(ACTION ITEM): Write what comes next in the blog post about sharing World of Warcraft chat data as open data, starting right after its final sentence.

(STUDY TEXT):
****
After attending so many talks on Open Data last week, I feel conflicted and yet compelled to share my data. I have hundreds of thousands (perhaps millions, if I managed to parse out one particularly problematic file) of lines of chat data from my ethnography in World of Warcraft. Can you imagine how valuable that would be to data mine?
Yet, I am reserved about sharing. Mostly because the dominant discourse around Open Data does not exactly pertain to my data. Here are some reasons why:
Subject to your agreement to and continuing compliance with the Blizzard Agreements, Blizzard Entertainment hereby grants, and you hereby accept, a limited, revocable, non-transferable, non-sublicensable, non-exclusive license to use the Service solely for your own non-commercial entertainment purposes by accessing it with an authorized, unmodified Game Client. You may not use the Service for any other purpose, or in connection with any other software.
****
(SOURCE MATERIAL):
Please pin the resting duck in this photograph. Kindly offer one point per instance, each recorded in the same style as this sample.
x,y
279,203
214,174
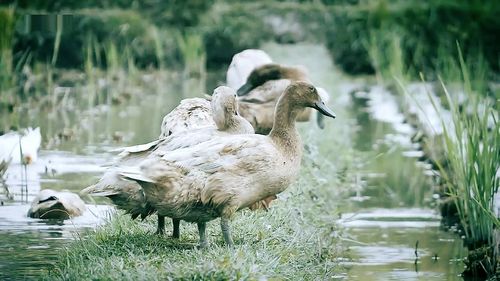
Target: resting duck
x,y
258,96
27,143
51,204
190,114
242,64
128,195
228,173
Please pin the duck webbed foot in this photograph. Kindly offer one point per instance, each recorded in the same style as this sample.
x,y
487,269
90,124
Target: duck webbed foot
x,y
161,225
203,237
226,233
176,233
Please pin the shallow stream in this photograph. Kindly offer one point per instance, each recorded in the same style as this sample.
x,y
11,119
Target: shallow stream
x,y
390,222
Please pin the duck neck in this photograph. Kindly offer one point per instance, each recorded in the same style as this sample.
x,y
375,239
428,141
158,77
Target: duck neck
****
(RESULT FOR THIS TASK):
All title, ownership rights and intellectual property rights in and to World of Warcraft (including without limitation any user accounts, titles, computer code, themes, objects, characters, character names, stories, dialogue, catch phrases, locations, concepts, artwork, animations, sounds, musical compositions, audio-visual effects, methods of operation, moral rights, any related documentation, “applets” incorporated into World of Warcraft, transcripts of the chat rooms, character profile information, recordings of games played on World of Warcraft, and the World of Warcraft client and server software) are owned by Blizzard Entertainment or its licensors. World of Warcraft is protected by the copyright laws of the United States, international copyright treaties and conventions, and other laws. All rights are reserved. World of Warcraft may contain certain licensed materials, and Blizzard Entertainment’s licensors may protect their rights in the event of any violation of this Agreement.
So I do not own the transcripts of the chat room, but I have license to use them for non-commercial purposes, which I have done, but I cannot transfer the transcripts.
Barring that, though, I would endeavor to obtain a license to open my data, except:
2. I didn’t tell my participants that I would release their data. When I started this project, I didn’t even know that the Open movement was a thing. (It was 2007.) When I talked to my participants and told them about the project, I always said that I was the only one who would see their data and I asked for permission to use their stories. I kept a notice in the guild’s information and on the forums that I was collecting the chat logs and talked directly to as many people as I could, but I never said anything about sharing. Confidentiality was a big thing, and one of the reasons that I think my participants opened up to me.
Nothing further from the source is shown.